[Start of section]
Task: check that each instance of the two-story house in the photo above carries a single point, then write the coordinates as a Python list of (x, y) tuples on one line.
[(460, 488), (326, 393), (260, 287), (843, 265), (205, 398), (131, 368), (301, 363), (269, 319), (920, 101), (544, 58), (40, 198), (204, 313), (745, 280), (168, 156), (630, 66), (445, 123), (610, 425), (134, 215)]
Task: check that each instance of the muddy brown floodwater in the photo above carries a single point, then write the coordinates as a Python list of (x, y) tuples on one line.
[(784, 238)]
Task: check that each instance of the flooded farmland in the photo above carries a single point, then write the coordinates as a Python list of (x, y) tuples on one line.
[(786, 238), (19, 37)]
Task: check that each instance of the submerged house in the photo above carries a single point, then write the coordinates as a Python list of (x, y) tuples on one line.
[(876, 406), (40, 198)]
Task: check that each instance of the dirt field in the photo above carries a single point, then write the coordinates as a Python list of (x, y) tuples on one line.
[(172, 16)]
[End of section]
(GOAL OF THE EXERCISE): Using the material above, reproduce exactly the line that contains "Task: check that each instance of the flooded" and all lines after it through the last one, and only those.

(OUTPUT OF THE EXERCISE):
Task: check that each instance of the flooded farmland in the photo above carries a single point, then write the coordinates as a Python list of (x, y) tuples on one line.
[(786, 238), (19, 37)]
Task: check that each instance of the submerged house in the photo above carries a single point, then write the coordinates as a Python list of (x, y) tuples on one line.
[(876, 406), (40, 198)]
Task: check that each instance of the dirt field in the photo above carries a single point, then write the coordinates as a Python list of (x, y) tuples on one line.
[(172, 16)]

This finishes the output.